Emit the entire listing verbatim.
[start Input for this task]
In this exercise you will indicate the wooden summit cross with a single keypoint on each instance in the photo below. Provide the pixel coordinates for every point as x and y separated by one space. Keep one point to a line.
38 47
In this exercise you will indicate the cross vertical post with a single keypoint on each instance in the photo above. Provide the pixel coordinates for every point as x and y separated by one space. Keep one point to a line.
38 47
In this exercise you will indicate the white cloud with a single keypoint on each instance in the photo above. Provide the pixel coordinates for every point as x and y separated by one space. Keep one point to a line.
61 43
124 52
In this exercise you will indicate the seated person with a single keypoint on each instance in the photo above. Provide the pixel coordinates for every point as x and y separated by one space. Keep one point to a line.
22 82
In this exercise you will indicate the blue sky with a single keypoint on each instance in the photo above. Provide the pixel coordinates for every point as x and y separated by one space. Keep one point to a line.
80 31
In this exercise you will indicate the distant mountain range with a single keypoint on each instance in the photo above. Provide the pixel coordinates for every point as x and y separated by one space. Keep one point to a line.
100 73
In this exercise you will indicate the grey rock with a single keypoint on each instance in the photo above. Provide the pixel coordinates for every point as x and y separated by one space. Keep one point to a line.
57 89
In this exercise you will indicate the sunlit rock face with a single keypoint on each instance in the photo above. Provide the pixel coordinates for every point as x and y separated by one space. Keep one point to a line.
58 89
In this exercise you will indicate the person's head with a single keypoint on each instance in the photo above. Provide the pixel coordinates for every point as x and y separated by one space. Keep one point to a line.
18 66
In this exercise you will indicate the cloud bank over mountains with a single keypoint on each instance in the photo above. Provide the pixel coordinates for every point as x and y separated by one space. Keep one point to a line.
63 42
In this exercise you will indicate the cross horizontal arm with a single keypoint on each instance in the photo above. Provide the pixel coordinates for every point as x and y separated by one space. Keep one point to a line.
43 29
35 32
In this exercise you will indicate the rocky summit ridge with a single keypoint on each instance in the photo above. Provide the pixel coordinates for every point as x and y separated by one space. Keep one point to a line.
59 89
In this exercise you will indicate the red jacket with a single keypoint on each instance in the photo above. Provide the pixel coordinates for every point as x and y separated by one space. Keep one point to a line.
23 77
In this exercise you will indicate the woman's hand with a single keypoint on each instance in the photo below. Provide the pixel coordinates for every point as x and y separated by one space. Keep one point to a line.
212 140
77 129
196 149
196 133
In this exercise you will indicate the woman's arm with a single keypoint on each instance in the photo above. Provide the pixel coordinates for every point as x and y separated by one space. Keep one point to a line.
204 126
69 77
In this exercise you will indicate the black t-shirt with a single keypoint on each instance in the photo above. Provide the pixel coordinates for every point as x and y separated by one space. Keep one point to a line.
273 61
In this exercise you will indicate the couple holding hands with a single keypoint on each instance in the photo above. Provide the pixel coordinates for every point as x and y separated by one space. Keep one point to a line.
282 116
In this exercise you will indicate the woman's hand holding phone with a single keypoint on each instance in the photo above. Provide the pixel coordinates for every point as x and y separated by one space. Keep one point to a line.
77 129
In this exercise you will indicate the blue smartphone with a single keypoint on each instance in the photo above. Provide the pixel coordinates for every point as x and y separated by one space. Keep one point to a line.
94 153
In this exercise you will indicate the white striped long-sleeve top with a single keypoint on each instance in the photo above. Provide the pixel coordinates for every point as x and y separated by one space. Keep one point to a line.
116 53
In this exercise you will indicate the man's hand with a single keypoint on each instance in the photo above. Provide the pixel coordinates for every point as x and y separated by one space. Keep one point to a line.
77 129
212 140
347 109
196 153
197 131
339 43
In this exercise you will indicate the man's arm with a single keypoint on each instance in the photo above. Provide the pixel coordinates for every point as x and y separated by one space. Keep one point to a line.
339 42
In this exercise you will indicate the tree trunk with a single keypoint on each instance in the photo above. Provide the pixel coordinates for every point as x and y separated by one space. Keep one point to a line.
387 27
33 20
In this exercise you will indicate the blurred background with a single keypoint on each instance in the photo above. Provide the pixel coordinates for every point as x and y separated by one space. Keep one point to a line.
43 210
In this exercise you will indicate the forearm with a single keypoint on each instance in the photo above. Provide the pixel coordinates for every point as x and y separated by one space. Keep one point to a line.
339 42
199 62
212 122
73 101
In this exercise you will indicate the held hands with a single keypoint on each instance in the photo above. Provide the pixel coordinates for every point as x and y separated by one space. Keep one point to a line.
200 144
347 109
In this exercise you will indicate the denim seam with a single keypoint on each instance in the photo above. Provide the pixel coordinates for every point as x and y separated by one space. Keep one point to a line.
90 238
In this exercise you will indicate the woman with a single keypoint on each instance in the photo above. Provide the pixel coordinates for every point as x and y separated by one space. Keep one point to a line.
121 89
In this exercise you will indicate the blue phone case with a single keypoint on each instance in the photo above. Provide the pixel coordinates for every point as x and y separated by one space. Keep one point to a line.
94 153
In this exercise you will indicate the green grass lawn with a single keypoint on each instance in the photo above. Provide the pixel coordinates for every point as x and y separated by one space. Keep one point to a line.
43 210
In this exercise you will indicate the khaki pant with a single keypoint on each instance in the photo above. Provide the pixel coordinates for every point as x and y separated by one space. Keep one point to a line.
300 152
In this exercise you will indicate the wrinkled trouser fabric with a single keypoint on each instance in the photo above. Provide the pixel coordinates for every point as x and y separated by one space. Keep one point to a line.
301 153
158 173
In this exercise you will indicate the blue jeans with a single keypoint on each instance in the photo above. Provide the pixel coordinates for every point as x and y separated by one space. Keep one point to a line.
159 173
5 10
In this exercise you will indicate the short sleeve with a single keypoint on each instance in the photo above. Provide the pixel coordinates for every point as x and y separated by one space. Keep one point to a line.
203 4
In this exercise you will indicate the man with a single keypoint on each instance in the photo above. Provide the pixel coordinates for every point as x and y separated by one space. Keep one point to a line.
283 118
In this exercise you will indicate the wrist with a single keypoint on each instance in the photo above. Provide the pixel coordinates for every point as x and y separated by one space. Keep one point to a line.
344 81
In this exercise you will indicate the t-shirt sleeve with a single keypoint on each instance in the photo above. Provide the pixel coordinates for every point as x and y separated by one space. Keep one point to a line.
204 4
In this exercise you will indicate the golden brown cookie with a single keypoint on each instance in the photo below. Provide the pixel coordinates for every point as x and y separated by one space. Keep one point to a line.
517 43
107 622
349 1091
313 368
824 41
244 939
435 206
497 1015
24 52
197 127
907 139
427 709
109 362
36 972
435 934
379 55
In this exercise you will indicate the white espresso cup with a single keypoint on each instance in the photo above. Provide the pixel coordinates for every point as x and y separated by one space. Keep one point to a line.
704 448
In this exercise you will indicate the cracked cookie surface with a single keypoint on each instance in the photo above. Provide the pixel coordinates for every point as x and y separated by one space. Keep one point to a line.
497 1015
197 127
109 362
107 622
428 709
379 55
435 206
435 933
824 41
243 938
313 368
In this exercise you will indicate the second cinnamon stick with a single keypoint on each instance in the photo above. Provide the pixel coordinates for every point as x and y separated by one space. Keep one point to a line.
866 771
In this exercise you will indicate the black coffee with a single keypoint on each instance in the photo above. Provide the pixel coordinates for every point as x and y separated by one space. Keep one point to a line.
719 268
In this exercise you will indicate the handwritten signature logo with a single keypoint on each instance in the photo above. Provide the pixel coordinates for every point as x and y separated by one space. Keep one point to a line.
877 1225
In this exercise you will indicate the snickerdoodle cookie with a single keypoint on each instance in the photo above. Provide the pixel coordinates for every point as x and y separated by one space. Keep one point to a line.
[end Input for this task]
- _Exercise output_:
In this exercise you will indicate the wooden summit cross with a single keypoint on each instance in the photo below. Provide the pixel coordinates for every point as x and y separated by one space. Keep one point to a line.
38 47
In this exercise you will indicate the cross vertical post with a single keypoint on each instance in the photo above. Provide the pixel coordinates for every point as x and y separated by one space. Keep one point to a line.
38 47
In this exercise you will indicate the white cloud with a single keypoint on each instance in the photo above. Provide the pixel coordinates for every point as x and y separated by one space. Keep one point to a line.
61 43
124 52
In this exercise you will indicate the seated person with a single keypoint on each instance in the photo above. Provide the pixel coordinates for every point as x and y separated by one space. Keep one point to a line.
22 82
In this exercise you will indicate the blue sky with a single keypoint on each instance in the photo above. Provide the pixel coordinates for every point as x and y separated by one space. Keep one point to a line.
80 31
In this exercise you will indicate the distant mountain range with a single keypoint on each instance in the photo above. Provide the pixel coordinates for every point as x and y separated by one space. Keep one point to a line.
100 73
In this exercise you will indicate the grey rock with a single keypoint on each instance in the photo above. Provide the pixel coordinates for every point as x and y separated by one space. Keep one point to a line.
57 89
In this exercise you will indicate the sunlit rock face with a single keypoint on each instance in the photo above. Provide the pixel coordinates for every point as x and y separated by one space. Keep one point to a line.
58 89
In this exercise you will indicate the person's head with a single keypoint on each instance in the photo above. Provide the pixel coordinates for every point as x and y separated by one space. Keep one point to a line.
18 66
In this exercise you will indicate the cloud bank over mountains with a single keypoint on each instance in the photo above. Provide the pixel coordinates for every point as x and y separated by one space. Keep one point to a line.
63 42
In this exercise you will indicate the cross horizontal arm with a single keypoint on each instance in the photo above. Provide the pixel coordinates for every point as x and y separated by one space. Keep one point to a line.
43 29
35 32
In this exercise you will indicate the rocky summit ridge with a single keypoint on each instance in the photo above. Provide the pixel coordinates for every point as x and y separated by one space. Keep one point to a line.
59 89
In this exercise you will indicate the red jacket with a single keypoint on each instance in the photo above. Provide the pixel coordinates for every point as x and y separated by one space. Keep one point to a line.
23 77
In this exercise you will indicate the woman's hand with a single keypoint on each instance in the photo below. Provide the pixel coordinates for every point as x and y separated by one space. Keep one point to a line.
212 140
77 129
196 149
196 133
In this exercise you will indicate the woman's arm with a single keypoint on each instance in the photo above. Provide the pixel coordinates for every point as x and y separated by one space. Keep one point to a line.
204 126
69 77
In this exercise you will indicate the black t-shirt with a single keypoint on each instance in the photo above. Provide the pixel coordinates for every point as x and y separated by one space. Keep one point to a line.
273 61
In this exercise you will indicate the couple holding hands with a single keypoint on each instance in the photo above. Provide the pixel coordinates for every point as x and y separated by one space. Keep one point to a line.
282 116
In this exercise you will indicate the woman's hand holding phone with a single keypoint on each instance in the photo above. Provide the pixel coordinates for every point as x and y separated by one space. Keep one point to a line.
77 129
In this exercise you will indicate the blue smartphone with a single keypoint on each instance in the photo above. Provide the pixel coordinates for every point as x and y separated by one space. Keep one point to a line.
94 153
In this exercise you will indicate the white striped long-sleeve top with a single keypoint on each instance in the photo above. Provide the pixel coordinates for every point as x and y separated by one space. Keep one point to a line.
116 53
In this exercise you will indicate the man's hand with a single keypoint on each instance in the photo above. Provide the pixel coordinates for every point as x and y separated by one space. Keep one point to a line.
77 129
212 140
347 109
196 153
197 131
339 43
In this exercise you will indicate the man's arm with a single keypoint on each instance in the photo above. Provide the pixel coordinates for every point as x and y separated by one space. Keep one point to a line.
339 42
In this exercise you will indicate the tree trunk with a single keypoint on each instance in the photo above. Provide the pixel coordinates for every point as x and y separated by one space. Keep one point to a line.
387 27
33 20
In this exercise you will indicate the blurred background with a single keypoint on each instance in the photo above. Provide the pixel coordinates for every point as x and y separated by one space. Keep one point to a line.
43 210
In this exercise you will indicate the forearm with a single keypoint on each instance in the photo above. Provide the pixel coordinates for every point as x and y separated by one space. Keep one point to a line.
339 42
199 62
212 122
73 101
In this exercise you will indicate the held hands with a single keypoint on each instance in the photo above. Provide the pixel coordinates for every point as x and y separated by one space. Keep one point to a line.
200 144
347 109
In this exercise you will indicate the denim seam with a single keypoint on each instance in the photo above. Provide the pixel coordinates for every point as x and y separated by one space. Keep one point to a line.
90 238
In this exercise you will indicate the woman with a single keypoint on each instance in the photo above. Provide the pixel coordinates for every point as x and y separated by one space. Keep one point to a line.
121 89
In this exercise you will indicate the blue phone case with a single keypoint on each instance in the photo above. Provide the pixel coordinates for every point as x and y separated by one space. Keep one point to a line.
94 153
In this exercise you will indicate the green grass lawn with a single keypoint on each instance in the photo above. Provide the pixel coordinates for every point as x and y separated by one space. Keep one point to a line.
43 210
In this exercise you will indicate the khaki pant with a single keypoint on each instance in the photo above. Provide the pixel coordinates for every point as x and y separated by one space. Keep one point to a line.
300 152
In this exercise you will indicate the wrinkled trouser fabric with a single keypoint on each instance in the photo above. Provide the pixel coordinates for every point as x and y separated by one space. Keep one point to a line.
301 153
158 173
In this exercise you will indicate the blue jeans with a single keypoint on each instance in the photo above. Provide the pixel coordinates for every point as x and y separated by one space. Keep one point to a line.
159 173
5 10
In this exercise you will indicate the short sleeve with a single keypoint on each instance in the photo above. Provide the pixel coordinates for every point as x and y separated by one space. Keep one point to a line.
203 4
In this exercise you will indicate the man with a single keypoint on each instance in the photo above. Provide the pixel coordinates for every point as x and y separated by one space. Keep one point to a line.
283 118
In this exercise you will indicate the wrist with a single keypoint on each instance in the photo above. Provide the pixel coordinates for every point as x and y separated by one space. Keep one point to a line.
344 81
In this exercise you will indicate the t-shirt sleeve with a single keypoint on each instance in the photo above. Provide the pixel coordinates for every point as x and y separated by one space. Keep one point to a line.
204 4
In this exercise you will indicate the golden brown cookie with a single keypoint on each instance in the photo below. Provide the pixel coordinates for every point as x and y separated by one space. Keep one point to a line.
517 43
107 622
349 1091
313 368
824 41
244 939
435 206
497 1015
24 52
197 127
907 139
427 709
109 362
36 972
435 934
379 55
In this exercise you will indicate the white espresso cup with a single keypoint on each instance in the photo above. Provide the pixel coordinates for every point as x and y separated by one space. Keep one point to a line.
704 448
In this exercise you will indicate the cracked cookie surface with a single keypoint on each instance in the photo above. Provide the pixel coordinates for every point as x and y separated by one space. Keep one point to a line.
497 1015
197 127
109 362
107 622
428 709
379 55
435 206
435 933
824 41
243 938
313 368
In this exercise you will indicate the second cinnamon stick with a single keypoint on each instance in the photo above. Provide the pixel coordinates for every point as x and y separated by one space. Keep one point to a line.
866 771
In this exercise you will indicate the black coffee with a single keypoint on each instance in the photo above. Provide the pixel coordinates for every point as x and y separated by one space. Keep one point to a line.
719 268
In this exercise you will indicate the handwritten signature logo with a single keypoint on each instance in the photo above. Provide the pixel coordinates for every point as x and y separated by one space. Keep one point to a line.
877 1225
In this exercise you will indicate the snickerdoodle cookie with a single keypoint on each instance in the photo above. Provide the pixel coordinates for every point as x and y separated by one space. Keep one point to a line.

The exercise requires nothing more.